[[ DATA IN THIS EXERCISE, beginning ]]
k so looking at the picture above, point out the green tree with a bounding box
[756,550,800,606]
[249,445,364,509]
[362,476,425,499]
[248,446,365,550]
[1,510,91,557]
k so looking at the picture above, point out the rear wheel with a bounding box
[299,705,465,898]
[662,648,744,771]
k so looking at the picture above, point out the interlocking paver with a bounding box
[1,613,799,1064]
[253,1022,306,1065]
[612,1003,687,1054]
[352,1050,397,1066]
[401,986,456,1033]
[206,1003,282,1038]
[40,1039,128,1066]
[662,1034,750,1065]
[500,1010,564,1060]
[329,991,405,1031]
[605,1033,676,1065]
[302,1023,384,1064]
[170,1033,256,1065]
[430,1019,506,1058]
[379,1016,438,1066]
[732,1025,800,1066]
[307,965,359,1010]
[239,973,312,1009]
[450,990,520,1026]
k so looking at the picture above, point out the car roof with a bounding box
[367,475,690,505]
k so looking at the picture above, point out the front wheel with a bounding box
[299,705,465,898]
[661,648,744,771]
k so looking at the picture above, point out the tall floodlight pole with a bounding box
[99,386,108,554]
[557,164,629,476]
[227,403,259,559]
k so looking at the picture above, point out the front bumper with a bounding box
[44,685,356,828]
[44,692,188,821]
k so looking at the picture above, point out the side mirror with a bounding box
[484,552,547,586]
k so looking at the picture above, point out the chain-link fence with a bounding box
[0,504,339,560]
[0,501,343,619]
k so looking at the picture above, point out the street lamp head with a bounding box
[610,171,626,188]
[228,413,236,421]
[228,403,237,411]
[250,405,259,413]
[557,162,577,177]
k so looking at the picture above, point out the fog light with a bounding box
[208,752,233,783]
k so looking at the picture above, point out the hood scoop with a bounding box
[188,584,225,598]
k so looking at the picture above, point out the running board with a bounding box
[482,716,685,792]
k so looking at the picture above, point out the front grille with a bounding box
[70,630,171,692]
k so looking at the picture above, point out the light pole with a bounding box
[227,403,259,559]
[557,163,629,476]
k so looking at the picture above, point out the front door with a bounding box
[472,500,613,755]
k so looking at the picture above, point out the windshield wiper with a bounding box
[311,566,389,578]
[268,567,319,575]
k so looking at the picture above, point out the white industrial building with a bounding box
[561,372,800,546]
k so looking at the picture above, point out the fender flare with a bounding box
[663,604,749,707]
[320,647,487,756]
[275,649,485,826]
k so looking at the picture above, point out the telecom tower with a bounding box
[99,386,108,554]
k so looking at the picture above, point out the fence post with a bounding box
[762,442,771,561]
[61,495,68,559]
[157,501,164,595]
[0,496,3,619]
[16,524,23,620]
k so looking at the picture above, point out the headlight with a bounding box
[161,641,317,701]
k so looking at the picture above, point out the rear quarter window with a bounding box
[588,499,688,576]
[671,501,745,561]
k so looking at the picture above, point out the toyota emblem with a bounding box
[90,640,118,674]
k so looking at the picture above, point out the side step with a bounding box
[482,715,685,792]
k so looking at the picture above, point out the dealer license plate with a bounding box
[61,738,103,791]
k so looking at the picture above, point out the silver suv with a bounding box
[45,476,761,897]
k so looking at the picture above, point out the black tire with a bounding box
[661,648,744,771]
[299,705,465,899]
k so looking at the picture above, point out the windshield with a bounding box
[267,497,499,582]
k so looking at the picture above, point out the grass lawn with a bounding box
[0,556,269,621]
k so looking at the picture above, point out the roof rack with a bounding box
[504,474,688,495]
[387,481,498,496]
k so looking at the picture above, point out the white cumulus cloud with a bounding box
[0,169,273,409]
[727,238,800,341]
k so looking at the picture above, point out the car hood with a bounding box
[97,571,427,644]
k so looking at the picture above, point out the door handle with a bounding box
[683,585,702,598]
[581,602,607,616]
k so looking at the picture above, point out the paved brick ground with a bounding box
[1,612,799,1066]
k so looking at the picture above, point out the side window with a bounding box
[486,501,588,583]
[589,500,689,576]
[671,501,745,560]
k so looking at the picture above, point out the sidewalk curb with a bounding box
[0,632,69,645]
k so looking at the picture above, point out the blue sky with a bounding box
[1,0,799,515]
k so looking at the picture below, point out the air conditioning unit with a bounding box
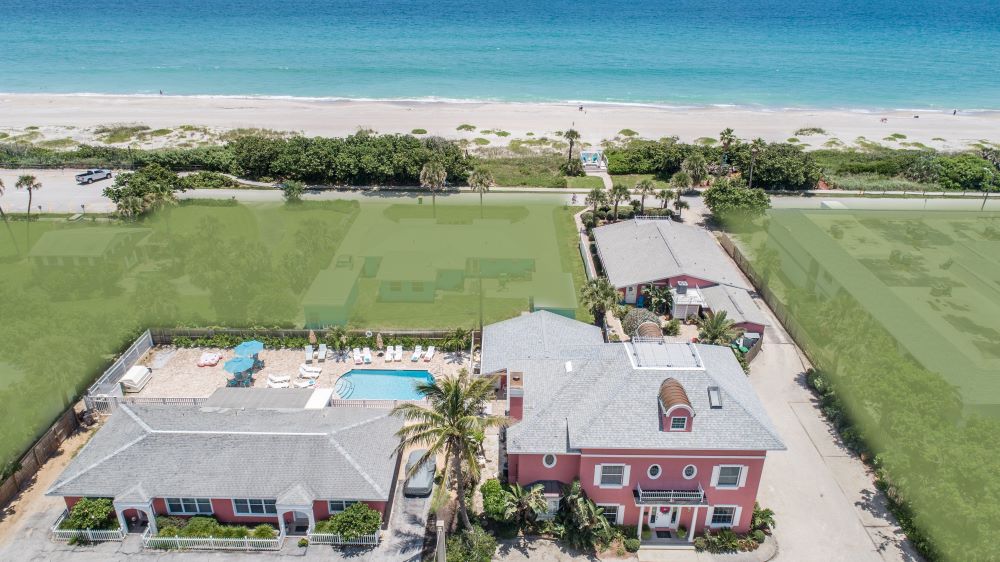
[676,281,688,295]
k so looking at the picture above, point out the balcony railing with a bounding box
[634,483,705,505]
[50,510,127,543]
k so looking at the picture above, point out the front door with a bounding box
[651,506,678,529]
[625,285,637,304]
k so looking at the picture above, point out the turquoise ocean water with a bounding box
[1,0,999,109]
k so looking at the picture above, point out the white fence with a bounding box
[[ DATA IN THIS EXERCISE, end ]]
◆ **ABOUT THIS EXERCISE**
The response should contain every record above exactly as written, and none of the pictures.

◆ **COMPLETED TASK**
k so looking at the picture above, point out the green tree with a bounding box
[756,550,800,606]
[249,445,364,509]
[362,476,425,499]
[248,446,365,550]
[1,510,91,557]
k so looking at the picture above, point out the rear wheel with a bounding box
[299,705,465,898]
[662,648,744,771]
k so looking at the picture above, point out the interlocking paver with a bounding box
[1,613,799,1064]
[253,1022,306,1065]
[612,1003,687,1054]
[352,1050,397,1066]
[401,986,456,1033]
[206,1003,282,1038]
[40,1039,128,1066]
[662,1034,750,1065]
[500,1010,564,1060]
[329,991,405,1031]
[605,1033,676,1065]
[302,1023,384,1064]
[170,1033,256,1065]
[430,1019,506,1058]
[379,1016,438,1066]
[732,1025,800,1066]
[307,965,359,1010]
[239,973,312,1009]
[450,990,520,1026]
k so looking at the picture above, point out the car roof with a bounding box
[367,475,690,505]
k so looking at the picture above, point out the front wheel with a bounding box
[299,705,465,898]
[661,648,744,771]
k so looking at the picture above, point out the tall floodlight pole with a bounding box
[99,386,108,554]
[557,164,629,476]
[227,403,259,559]
k so looking at the picture above, point out the front bumper with a bounding box
[44,685,356,828]
[44,692,188,821]
k so looking at the picture above, point out the side mirror with a bounding box
[484,552,547,586]
k so looking at the picture above, point out the chain-link fence with a bounding box
[0,504,339,560]
[0,501,343,619]
k so looking at the picture above, point out the street lamp head with a bounding box
[610,171,626,188]
[228,413,236,421]
[228,403,237,411]
[250,405,259,413]
[557,162,577,177]
k so looking at the picture above, point out the fog light with a bounding box
[208,752,233,783]
k so looking at the picture above, point out the hood scoop with a bounding box
[188,584,225,598]
k so looking at the picture above, point out the running board with a bounding box
[482,716,685,792]
k so looking at the picture above, point out the front grille with a bounding box
[70,630,171,692]
k so looking at the picture above, point out the light pole with a bounding box
[227,403,259,559]
[557,163,629,476]
k so looking at the picture above, point out the front door with a bounding box
[472,500,613,755]
k so looking at the picture above, point out the windshield wiper with a bounding box
[311,566,389,578]
[268,567,319,575]
k so looking at the picture above, point out the white industrial building with a bounding box
[561,372,800,546]
k so looking at the picture above, point out the fender flare with a bounding box
[663,604,749,707]
[320,647,487,756]
[275,649,485,826]
k so looking at the picture above, point out the telecom tower with a bounding box
[99,386,108,554]
k so looking at the picture above, point out the fence post with a bounding box
[762,442,771,561]
[61,495,68,559]
[157,501,164,595]
[0,496,3,619]
[16,524,23,620]
k so looking at the picture above, point out the headlight with a bounding box
[161,641,317,701]
k so looking at the picture above, point out the rear quarter window with a bounding box
[588,499,688,576]
[671,501,745,561]
k so looking at the picture above, point out the toyota emblem with a bounding box
[90,640,118,674]
k so looking at the picture above, point out the side step with a bounding box
[482,715,685,792]
k so looking at the picture above, point out the dealer license plate with a bounding box
[61,738,103,791]
k so looking at the picture above, point out the silver suv with a bounding box
[45,476,761,897]
k so looking at the picture above, point out the black tire with a bounding box
[661,648,744,771]
[299,705,465,899]
k so looking at the picture above, point out the windshield with a bounding box
[267,497,499,582]
k so looking at the picture above, point out the grass lawn with a bounding box
[0,556,269,621]
k so looking at the picture above, point out the roof rack with a bounding box
[504,474,688,495]
[387,481,498,496]
k so looking at the picture above, point out the white cumulus cloud with a bounding box
[0,169,273,409]
[727,238,800,341]
k so looking at the picture above, point out the car hood with a bounding box
[97,571,427,644]
k so looking at the picture above, point out the door handle with a bounding box
[683,585,702,598]
[581,602,607,616]
k so looking at the picture above, point out the paved brick ground with a bounding box
[1,612,799,1066]
k so looking at the picture above, point out the side window with a bounding box
[486,501,588,583]
[589,500,689,576]
[671,501,745,560]
k so looking at the picture above, point out the sidewalk curb with a bounding box
[0,632,69,645]
k so looking at the picture above, point out the blue sky with a bounding box
[1,0,799,515]
k so looking at the picture below, point out the air conditioning unit with a bounding box
[676,281,688,295]
k so looking at the picture above, point out the balcony railing with a bounding box
[634,483,705,505]
[50,510,127,543]
k so looking at the picture above, point out the front door with a bounding box
[651,506,678,529]
[625,285,637,304]
k so looking at the picture above, point out the turquoise ocean water with a bounding box
[1,0,999,109]
k so looking at the picture above, point out the white fence with a bounding box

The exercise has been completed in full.